── Page excerpt

Nobel Winner Accuses U.S. of Int’l Law, Human Rights Violations

December 11, 2003 - 0:0
OSLO (AFP) - Iranian human rights lawyer Shirin Ebadi, who was awarded the Nobel Peace Prize in Oslo on Wednesday, seized the opportunity to accuse the United States of using the September 11 attacks to justify violating international law and human rights.

"In the past two years, some states have violated the universal principles and laws of human rights by using the events of September 11 and the war on international terrorism as a pretext," Ebadi said in her acceptance speech, without mentioning the United States by name.

"International human rights laws are breached not only by their recognized opponents..., but ... these principles are also violated in Western democracies," she added.

Ebadi, 56, received the prize from chairman of the Nobel committee Ole Mjoes at a formal ceremony in Oslo's City Hall, marked by the absence of King Harald V of Norway who was recovering from cancer surgery.

"All people are entitled to fundamental rights, and at a time when Islam is being demonized in many quarters of the Western world, it was the Norwegian Nobel Committee's wish to underline how important and how valuable it is to foster dialogue between peoples and between civilizations," Mjoes said in his introduction speech.

The ceremony was attended by Queen Sonja, Crown Prince Regent Haakon Magnus, and Crown Princess Mette-Marit. In her speech, Ebadi also commented on prisoners detained at a U.S. base in Cuba, saying they were "without the benefit of the rights stipulated under the international Geneva conventions, the Universal Declaration of Human Rights and the (UN) International Covenant on Civil and Political Rights."

────

# Requirement
Revise the news report on Shirin Ebadi's Nobel speech from "December 11, 2003" up to and including "States by name.", replacing "pretext" with "justification".

── Information

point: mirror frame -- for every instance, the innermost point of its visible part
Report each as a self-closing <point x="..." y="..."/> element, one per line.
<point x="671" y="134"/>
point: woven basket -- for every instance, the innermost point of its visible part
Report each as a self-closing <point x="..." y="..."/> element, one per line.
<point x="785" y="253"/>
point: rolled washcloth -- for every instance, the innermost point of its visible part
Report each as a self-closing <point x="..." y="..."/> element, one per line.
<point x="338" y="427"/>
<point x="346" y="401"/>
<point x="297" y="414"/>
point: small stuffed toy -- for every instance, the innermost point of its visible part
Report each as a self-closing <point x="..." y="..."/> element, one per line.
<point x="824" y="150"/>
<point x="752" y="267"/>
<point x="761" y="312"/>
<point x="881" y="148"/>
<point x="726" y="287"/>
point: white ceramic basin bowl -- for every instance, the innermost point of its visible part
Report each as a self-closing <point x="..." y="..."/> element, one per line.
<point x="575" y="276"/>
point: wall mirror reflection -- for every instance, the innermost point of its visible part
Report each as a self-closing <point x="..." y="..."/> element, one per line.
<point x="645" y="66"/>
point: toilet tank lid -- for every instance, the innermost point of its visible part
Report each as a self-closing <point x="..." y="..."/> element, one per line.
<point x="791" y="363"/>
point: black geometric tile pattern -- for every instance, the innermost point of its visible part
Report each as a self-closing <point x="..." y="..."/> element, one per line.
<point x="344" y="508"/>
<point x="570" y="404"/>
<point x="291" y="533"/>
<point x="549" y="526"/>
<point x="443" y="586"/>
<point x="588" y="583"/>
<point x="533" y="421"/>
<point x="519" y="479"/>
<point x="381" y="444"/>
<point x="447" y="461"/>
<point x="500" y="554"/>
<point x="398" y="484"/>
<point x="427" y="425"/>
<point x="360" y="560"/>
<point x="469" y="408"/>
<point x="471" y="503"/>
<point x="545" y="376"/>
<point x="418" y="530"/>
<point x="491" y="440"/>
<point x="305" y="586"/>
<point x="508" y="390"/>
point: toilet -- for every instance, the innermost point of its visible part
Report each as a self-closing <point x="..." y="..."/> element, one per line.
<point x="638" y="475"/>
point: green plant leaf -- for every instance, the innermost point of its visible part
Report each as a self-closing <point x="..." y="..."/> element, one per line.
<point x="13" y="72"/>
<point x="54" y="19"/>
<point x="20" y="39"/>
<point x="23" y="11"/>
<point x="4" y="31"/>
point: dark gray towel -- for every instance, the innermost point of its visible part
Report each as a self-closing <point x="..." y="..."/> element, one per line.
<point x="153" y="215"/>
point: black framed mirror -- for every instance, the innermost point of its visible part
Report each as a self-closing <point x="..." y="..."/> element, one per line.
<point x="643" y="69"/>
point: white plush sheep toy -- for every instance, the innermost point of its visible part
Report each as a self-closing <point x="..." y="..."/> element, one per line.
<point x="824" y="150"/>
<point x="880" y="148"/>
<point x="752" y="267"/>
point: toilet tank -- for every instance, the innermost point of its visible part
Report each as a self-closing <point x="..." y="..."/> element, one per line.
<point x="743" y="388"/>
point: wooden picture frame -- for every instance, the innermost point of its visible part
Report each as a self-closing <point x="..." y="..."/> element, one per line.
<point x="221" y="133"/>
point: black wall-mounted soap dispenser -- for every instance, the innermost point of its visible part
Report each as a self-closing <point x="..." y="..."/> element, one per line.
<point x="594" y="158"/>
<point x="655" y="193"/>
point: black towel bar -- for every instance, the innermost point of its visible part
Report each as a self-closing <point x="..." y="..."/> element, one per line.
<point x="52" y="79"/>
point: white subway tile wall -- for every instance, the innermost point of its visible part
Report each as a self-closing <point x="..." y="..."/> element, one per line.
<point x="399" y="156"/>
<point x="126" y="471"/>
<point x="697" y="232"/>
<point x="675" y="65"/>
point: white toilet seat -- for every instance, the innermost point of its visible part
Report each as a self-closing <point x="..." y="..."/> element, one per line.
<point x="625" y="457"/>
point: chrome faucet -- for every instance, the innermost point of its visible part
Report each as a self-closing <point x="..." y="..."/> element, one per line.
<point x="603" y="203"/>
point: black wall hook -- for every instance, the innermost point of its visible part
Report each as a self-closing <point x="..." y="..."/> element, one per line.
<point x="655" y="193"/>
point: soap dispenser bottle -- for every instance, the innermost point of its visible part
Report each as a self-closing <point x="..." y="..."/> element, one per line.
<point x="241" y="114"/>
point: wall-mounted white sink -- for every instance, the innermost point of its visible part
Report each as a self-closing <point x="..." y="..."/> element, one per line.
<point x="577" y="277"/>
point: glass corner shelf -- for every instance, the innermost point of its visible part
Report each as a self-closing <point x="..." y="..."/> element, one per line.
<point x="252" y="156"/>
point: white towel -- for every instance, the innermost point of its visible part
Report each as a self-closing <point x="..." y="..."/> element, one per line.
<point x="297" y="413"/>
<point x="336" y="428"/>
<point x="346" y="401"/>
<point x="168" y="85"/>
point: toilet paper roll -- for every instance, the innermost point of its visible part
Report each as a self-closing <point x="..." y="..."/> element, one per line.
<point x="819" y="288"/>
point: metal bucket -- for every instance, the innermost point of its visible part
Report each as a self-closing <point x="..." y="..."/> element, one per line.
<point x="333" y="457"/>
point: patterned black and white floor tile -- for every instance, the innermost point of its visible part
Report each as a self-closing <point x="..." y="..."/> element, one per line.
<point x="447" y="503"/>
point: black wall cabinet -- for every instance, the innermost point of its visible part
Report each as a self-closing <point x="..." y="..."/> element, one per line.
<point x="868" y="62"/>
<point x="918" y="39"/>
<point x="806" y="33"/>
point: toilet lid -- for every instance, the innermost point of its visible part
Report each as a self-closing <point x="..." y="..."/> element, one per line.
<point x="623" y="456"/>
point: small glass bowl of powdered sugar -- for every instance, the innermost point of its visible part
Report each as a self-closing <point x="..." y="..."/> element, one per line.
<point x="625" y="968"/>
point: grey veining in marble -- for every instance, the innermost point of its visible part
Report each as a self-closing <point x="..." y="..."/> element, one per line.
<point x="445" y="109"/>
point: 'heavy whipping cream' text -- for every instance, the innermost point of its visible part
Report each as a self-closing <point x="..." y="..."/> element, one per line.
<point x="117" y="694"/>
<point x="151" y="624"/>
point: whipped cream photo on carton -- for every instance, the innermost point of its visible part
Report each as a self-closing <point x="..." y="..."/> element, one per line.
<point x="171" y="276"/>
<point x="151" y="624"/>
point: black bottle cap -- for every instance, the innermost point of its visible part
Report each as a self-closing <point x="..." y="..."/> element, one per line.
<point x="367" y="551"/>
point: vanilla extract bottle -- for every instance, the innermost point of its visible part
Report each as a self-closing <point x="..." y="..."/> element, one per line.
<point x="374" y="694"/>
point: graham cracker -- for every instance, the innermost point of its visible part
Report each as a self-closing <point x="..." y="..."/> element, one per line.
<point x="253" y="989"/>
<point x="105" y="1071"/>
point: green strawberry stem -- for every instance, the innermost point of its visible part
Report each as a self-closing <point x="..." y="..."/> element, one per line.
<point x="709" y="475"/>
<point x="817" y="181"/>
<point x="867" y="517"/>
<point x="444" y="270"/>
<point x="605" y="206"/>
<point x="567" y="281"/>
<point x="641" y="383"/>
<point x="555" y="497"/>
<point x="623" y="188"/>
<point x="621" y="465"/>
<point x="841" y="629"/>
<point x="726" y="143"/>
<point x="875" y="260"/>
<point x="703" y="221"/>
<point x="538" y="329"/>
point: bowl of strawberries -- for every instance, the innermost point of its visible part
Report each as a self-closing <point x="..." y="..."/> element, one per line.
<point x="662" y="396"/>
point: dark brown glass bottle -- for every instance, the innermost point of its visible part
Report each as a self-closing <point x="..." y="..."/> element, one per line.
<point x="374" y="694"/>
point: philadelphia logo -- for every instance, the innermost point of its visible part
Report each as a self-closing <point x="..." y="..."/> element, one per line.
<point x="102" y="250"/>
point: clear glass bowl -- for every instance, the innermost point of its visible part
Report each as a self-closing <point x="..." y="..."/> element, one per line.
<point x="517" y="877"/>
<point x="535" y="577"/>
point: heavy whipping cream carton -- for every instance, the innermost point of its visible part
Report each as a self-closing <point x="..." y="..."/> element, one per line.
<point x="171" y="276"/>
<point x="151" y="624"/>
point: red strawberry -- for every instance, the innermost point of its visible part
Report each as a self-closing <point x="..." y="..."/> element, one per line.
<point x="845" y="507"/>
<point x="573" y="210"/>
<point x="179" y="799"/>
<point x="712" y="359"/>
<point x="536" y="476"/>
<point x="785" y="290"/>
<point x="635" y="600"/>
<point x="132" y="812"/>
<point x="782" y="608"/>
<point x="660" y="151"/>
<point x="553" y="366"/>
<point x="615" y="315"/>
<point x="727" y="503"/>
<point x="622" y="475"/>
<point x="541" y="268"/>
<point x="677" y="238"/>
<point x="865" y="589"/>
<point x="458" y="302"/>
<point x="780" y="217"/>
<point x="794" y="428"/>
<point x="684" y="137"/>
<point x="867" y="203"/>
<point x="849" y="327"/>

────

# Output for this task
December 11, 2003 - 0:0
OSLO (AFP) - Iranian human rights lawyer Shirin Ebadi, who was awarded the Nobel Peace Prize in Oslo on Wednesday, seized the opportunity to accuse the United States of using the September 11 attacks to justify violating international law and human rights.

"In the past two years, some states have violated the universal principles and laws of human rights by using the events of September 11 and the war on international terrorism as a justification," Ebadi said in her acceptance speech, without mentioning the United States by name.